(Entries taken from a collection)
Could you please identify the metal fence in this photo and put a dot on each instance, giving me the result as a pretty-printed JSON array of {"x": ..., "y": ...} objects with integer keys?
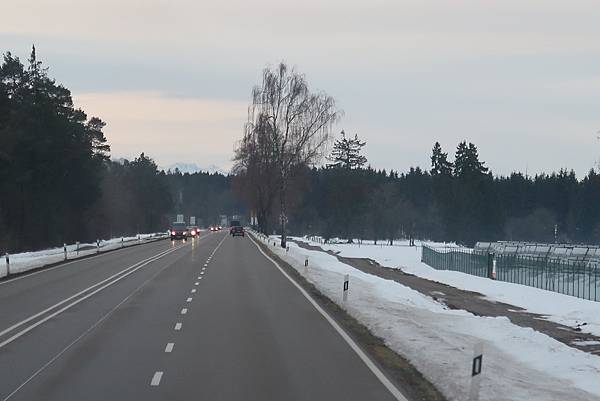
[{"x": 576, "y": 278}]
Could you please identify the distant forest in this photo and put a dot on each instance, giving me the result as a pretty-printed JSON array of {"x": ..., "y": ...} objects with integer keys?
[
  {"x": 57, "y": 183},
  {"x": 453, "y": 201}
]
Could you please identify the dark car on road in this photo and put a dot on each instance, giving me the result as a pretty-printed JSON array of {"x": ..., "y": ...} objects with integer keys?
[
  {"x": 179, "y": 231},
  {"x": 236, "y": 230},
  {"x": 193, "y": 231}
]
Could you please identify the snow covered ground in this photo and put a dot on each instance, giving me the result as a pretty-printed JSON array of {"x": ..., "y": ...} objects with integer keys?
[
  {"x": 556, "y": 307},
  {"x": 21, "y": 262},
  {"x": 519, "y": 363}
]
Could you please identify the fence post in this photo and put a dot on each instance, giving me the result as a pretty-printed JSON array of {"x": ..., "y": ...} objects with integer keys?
[
  {"x": 476, "y": 369},
  {"x": 346, "y": 284}
]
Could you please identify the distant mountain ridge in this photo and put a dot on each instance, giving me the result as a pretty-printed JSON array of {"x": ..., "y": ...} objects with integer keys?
[{"x": 192, "y": 168}]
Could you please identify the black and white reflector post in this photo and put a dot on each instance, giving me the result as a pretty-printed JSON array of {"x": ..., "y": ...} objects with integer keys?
[
  {"x": 346, "y": 282},
  {"x": 476, "y": 367}
]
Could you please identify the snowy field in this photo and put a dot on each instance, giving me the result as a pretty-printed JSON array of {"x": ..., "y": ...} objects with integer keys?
[
  {"x": 21, "y": 262},
  {"x": 519, "y": 363}
]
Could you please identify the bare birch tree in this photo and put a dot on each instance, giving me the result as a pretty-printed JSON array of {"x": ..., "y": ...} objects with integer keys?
[{"x": 288, "y": 126}]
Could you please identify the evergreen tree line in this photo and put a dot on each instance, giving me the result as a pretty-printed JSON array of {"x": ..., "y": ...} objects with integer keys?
[
  {"x": 57, "y": 183},
  {"x": 459, "y": 200}
]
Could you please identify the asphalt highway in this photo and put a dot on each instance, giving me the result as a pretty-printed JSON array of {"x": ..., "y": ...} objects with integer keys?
[{"x": 206, "y": 319}]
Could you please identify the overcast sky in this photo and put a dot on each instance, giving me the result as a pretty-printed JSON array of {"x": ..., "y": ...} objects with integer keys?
[{"x": 173, "y": 78}]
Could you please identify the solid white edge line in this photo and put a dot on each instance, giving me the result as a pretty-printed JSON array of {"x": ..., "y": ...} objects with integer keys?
[
  {"x": 69, "y": 306},
  {"x": 35, "y": 271},
  {"x": 361, "y": 354},
  {"x": 89, "y": 330},
  {"x": 156, "y": 379},
  {"x": 32, "y": 317}
]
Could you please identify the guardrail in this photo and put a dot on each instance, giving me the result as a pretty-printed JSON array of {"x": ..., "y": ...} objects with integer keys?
[
  {"x": 580, "y": 279},
  {"x": 22, "y": 262}
]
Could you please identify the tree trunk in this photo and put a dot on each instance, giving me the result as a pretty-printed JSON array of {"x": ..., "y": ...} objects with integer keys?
[{"x": 283, "y": 216}]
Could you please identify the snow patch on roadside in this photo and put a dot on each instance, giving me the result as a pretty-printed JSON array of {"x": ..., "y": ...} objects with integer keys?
[
  {"x": 558, "y": 308},
  {"x": 519, "y": 363}
]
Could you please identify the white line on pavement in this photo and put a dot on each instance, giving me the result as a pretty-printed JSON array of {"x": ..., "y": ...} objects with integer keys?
[
  {"x": 361, "y": 354},
  {"x": 89, "y": 330},
  {"x": 129, "y": 270},
  {"x": 156, "y": 379}
]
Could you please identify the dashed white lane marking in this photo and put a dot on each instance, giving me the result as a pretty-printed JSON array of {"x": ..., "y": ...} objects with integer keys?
[
  {"x": 361, "y": 354},
  {"x": 156, "y": 379}
]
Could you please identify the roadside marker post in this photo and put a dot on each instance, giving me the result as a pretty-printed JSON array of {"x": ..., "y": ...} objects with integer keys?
[
  {"x": 476, "y": 368},
  {"x": 346, "y": 284}
]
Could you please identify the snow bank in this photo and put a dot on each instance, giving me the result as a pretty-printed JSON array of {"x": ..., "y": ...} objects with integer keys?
[
  {"x": 559, "y": 308},
  {"x": 519, "y": 363},
  {"x": 21, "y": 262}
]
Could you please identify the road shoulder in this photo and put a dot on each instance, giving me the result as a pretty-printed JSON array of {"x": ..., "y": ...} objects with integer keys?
[{"x": 405, "y": 376}]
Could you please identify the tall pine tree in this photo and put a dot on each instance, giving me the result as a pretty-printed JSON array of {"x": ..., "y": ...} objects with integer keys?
[{"x": 346, "y": 153}]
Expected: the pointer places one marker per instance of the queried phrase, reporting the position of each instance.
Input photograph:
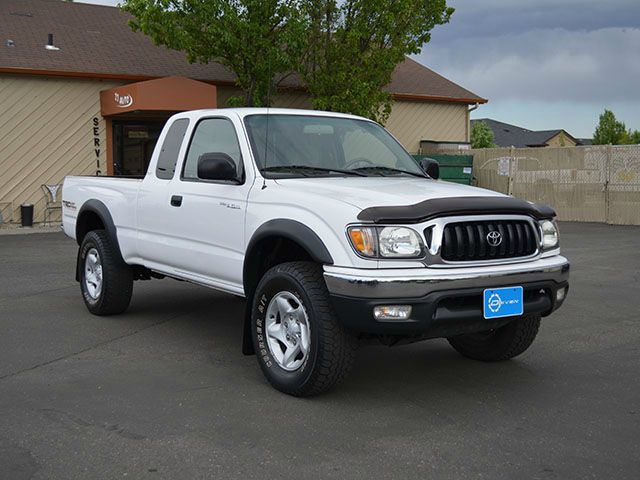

# [Work required]
In your copy of the entries above, keep the text exact and leave out the pictures.

# [Response to the task]
Could you please identify the metal fence in this photo and put a dot on each instance, giving me the result as a pretty-printed JSON array of {"x": ..., "y": ...} objects with integer keys?
[{"x": 576, "y": 278}]
Could you please identify the distant forest in this photo and put a dot on each instance, giving me the result as a pretty-printed JSON array of {"x": ..., "y": ...} objects with integer keys?
[
  {"x": 57, "y": 183},
  {"x": 453, "y": 201}
]
Could you please identify the dark car on road in this photo and put a dot on each instance, giving me the result as a pretty-printed JSON array of {"x": ..., "y": ...} objects with integer keys?
[
  {"x": 179, "y": 231},
  {"x": 236, "y": 230},
  {"x": 193, "y": 231}
]
Could you please identify the snow covered ground in this photo and put a dot on each instance, giving me the result as a pretty-printed JSON array of {"x": ..., "y": ...} objects with integer keys?
[
  {"x": 556, "y": 307},
  {"x": 21, "y": 262},
  {"x": 519, "y": 363}
]
Could you please identify the fence post in this photo and put a dot on each instance, giving me the result as a pretty-printed JSON array of {"x": ..., "y": ...} objects with integer keys?
[
  {"x": 476, "y": 369},
  {"x": 346, "y": 284}
]
Could you please identify the distant mountain ridge in this photo and put a dot on each instance, giving me the result as a pretty-printed JSON array of {"x": ..., "y": ...} objects with integer keys?
[{"x": 192, "y": 168}]
Could you please identify the black and white reflector post in this photo and put a dot on each instance, giving me the result as a pretty-printed JSON array of {"x": ..., "y": ...} objects with integer keys?
[
  {"x": 346, "y": 282},
  {"x": 476, "y": 367}
]
Could you please identify the snowy field in this photo and put a dot on each instance, giving me the result as a pretty-printed JSON array of {"x": ..., "y": ...} objects with integer keys?
[
  {"x": 21, "y": 262},
  {"x": 519, "y": 363}
]
Could you please identify the bare birch tree in this photo and put a dot on each instance, giving me the result as a pretty-printed JSON array of {"x": ..., "y": ...} objects with integer keys?
[{"x": 288, "y": 126}]
Could you please identify the evergreen tree line in this photo and put a dot on each instance, giving me the result as a pretty-printed JSON array of {"x": ..., "y": ...} objects with integer keys?
[
  {"x": 57, "y": 183},
  {"x": 459, "y": 200}
]
Could you please identify the asphalt highway in this photo and put a dot on each instance, giving me the result as a pretty-printed JSON array of {"x": ..., "y": ...} objects with integer keys?
[{"x": 206, "y": 319}]
Could you please identify the overcast sky in this photo and put a dot on each instance, giving me the result as a pretty-printed JSON array of {"x": ..., "y": ...} objects with integer keys?
[{"x": 173, "y": 78}]
Could you please identify the solid white edge line in this photo and put a dot on each instance, giving me the result as a pretty-printed JSON array of {"x": ..., "y": ...} objects with integer keys?
[
  {"x": 69, "y": 306},
  {"x": 35, "y": 271},
  {"x": 361, "y": 354},
  {"x": 89, "y": 330},
  {"x": 156, "y": 379},
  {"x": 32, "y": 317}
]
Could you please identify the guardrail in this photo and put a dot on each instance, giving me the result as a pretty-printed JSON array of {"x": ..., "y": ...} objects with integer keys?
[
  {"x": 580, "y": 279},
  {"x": 22, "y": 262}
]
Could you please identify the tree trunk in this photo and put a dot on each instance, giving me the result as a pretty-printed JSON array of {"x": ..., "y": ...} objects with integer keys?
[{"x": 283, "y": 216}]
Could you please identify the snow patch on roadside in this photo and put a dot on each instance, giving me the result as a pretty-printed JSON array of {"x": ..., "y": ...} objects with integer keys?
[
  {"x": 558, "y": 308},
  {"x": 519, "y": 363}
]
Could you please identify the white line on pavement in this photo and put a dot on each instance, giving me the result as a pretty-printed JSON array of {"x": ..., "y": ...} objects with integer keys?
[
  {"x": 361, "y": 354},
  {"x": 89, "y": 330},
  {"x": 129, "y": 270},
  {"x": 156, "y": 379}
]
Could you please identify the dashed white lane marking in this photo and put a dot on each instance, giving me the result as a pretty-printed JSON array of {"x": ..., "y": ...} objects with integer keys?
[
  {"x": 361, "y": 354},
  {"x": 156, "y": 379}
]
Could you please identify the roadside marker post in this photo and put a dot on each instance, giving me the result as a pretty-printed JSON array of {"x": ..., "y": ...} objects with integer keys?
[
  {"x": 476, "y": 368},
  {"x": 346, "y": 284}
]
Could you please identify the snow bank in this photo and put a dot on each instance, giving me the result as a pretty-printed JSON array of {"x": ..., "y": ...} objects with integer keys?
[
  {"x": 559, "y": 308},
  {"x": 519, "y": 363},
  {"x": 21, "y": 262}
]
Could you please identify the road shoulder in this photo and put a dot on each instance, giving me the result as a pretty-printed JSON array of {"x": ..., "y": ...} objects with integer keys?
[{"x": 405, "y": 376}]
Could you please identify the tall pine tree in this photo and put a dot on each instance, giving me the result as a pretty-printed JSON array of {"x": ..., "y": ...} objects with integer keys?
[{"x": 346, "y": 153}]
Expected: the pointer places one marker per instance of the queried phrase, reporting the position of each instance.
Input photograph:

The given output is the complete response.